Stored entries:
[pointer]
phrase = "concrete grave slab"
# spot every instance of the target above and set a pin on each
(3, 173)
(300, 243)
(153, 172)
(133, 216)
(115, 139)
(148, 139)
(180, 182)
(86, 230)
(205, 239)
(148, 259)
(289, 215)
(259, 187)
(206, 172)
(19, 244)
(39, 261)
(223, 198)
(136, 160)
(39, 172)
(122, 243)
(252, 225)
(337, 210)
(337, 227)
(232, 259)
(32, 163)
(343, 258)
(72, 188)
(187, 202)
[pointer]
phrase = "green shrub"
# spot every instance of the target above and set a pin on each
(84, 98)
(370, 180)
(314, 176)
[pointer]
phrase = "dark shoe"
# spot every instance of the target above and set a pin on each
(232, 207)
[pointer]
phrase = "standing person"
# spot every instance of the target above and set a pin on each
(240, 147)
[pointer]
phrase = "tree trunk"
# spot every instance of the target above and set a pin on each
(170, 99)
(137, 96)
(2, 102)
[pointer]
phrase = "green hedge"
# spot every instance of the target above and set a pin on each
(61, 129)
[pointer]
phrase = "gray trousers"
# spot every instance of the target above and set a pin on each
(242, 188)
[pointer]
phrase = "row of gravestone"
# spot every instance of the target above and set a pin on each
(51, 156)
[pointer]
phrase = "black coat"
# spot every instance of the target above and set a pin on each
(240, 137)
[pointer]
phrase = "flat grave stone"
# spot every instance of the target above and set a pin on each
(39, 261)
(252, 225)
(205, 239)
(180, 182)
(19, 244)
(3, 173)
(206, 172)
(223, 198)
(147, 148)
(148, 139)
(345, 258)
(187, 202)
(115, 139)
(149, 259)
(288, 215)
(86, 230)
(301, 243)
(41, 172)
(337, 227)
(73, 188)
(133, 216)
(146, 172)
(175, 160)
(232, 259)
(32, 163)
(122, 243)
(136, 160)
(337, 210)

Task prompt: Return all the data exactly as given.

Expected answer:
[pointer]
phrase = "concrete grave slab"
# spot every instance of the target above and set a pin on each
(3, 173)
(300, 243)
(153, 172)
(133, 216)
(115, 139)
(148, 139)
(180, 182)
(86, 230)
(205, 239)
(148, 259)
(289, 215)
(259, 187)
(206, 172)
(19, 244)
(39, 261)
(223, 198)
(136, 160)
(39, 172)
(122, 243)
(252, 225)
(337, 210)
(337, 227)
(232, 259)
(32, 163)
(343, 258)
(72, 188)
(187, 202)
[pointer]
phrase = "green shrub"
# spot every instance of the target above and set a pin on each
(84, 98)
(370, 180)
(314, 176)
[pointer]
phrase = "dark shoe"
# spot every instance of the target above and set a pin on each
(232, 207)
[pointer]
phrase = "standing person"
# spot every instance of the target above and set a pin on each
(240, 147)
[pointer]
phrase = "tree trunk"
# spot every instance of the target above and set a pin on each
(170, 99)
(137, 96)
(2, 102)
[pointer]
phrase = "green hedge"
# spot every instance of the target above and set a pin on each
(61, 129)
[pointer]
phrase = "gray trousers"
# spot every instance of the target above and set a pin on each
(242, 188)
[pointer]
phrase = "row of gravestone"
# spot every instance of the target above and set a pin on each
(51, 156)
[pointer]
phrase = "black coat"
# spot every instance of the target above and set a pin on each
(240, 137)
[pointer]
phrase = "flat grave stone"
# spot every instance of the target above and set a pin on each
(39, 261)
(252, 225)
(205, 239)
(180, 182)
(19, 244)
(3, 173)
(206, 172)
(223, 198)
(147, 148)
(148, 139)
(345, 258)
(187, 202)
(115, 139)
(149, 259)
(288, 215)
(86, 230)
(301, 243)
(41, 172)
(337, 227)
(73, 188)
(133, 216)
(146, 172)
(175, 160)
(232, 259)
(32, 163)
(122, 243)
(136, 160)
(337, 210)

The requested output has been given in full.